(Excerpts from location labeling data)
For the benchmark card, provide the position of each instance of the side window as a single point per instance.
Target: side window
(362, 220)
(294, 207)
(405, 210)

__Problem requirements__
Can you rewrite all the entries above with each "side window" swapped for "rear window" and nothing else changed?

__Task solution__
For the benchmark card, provide the position of each instance of the rear window as a single point per instance.
Target: rear window
(362, 220)
(294, 207)
(405, 210)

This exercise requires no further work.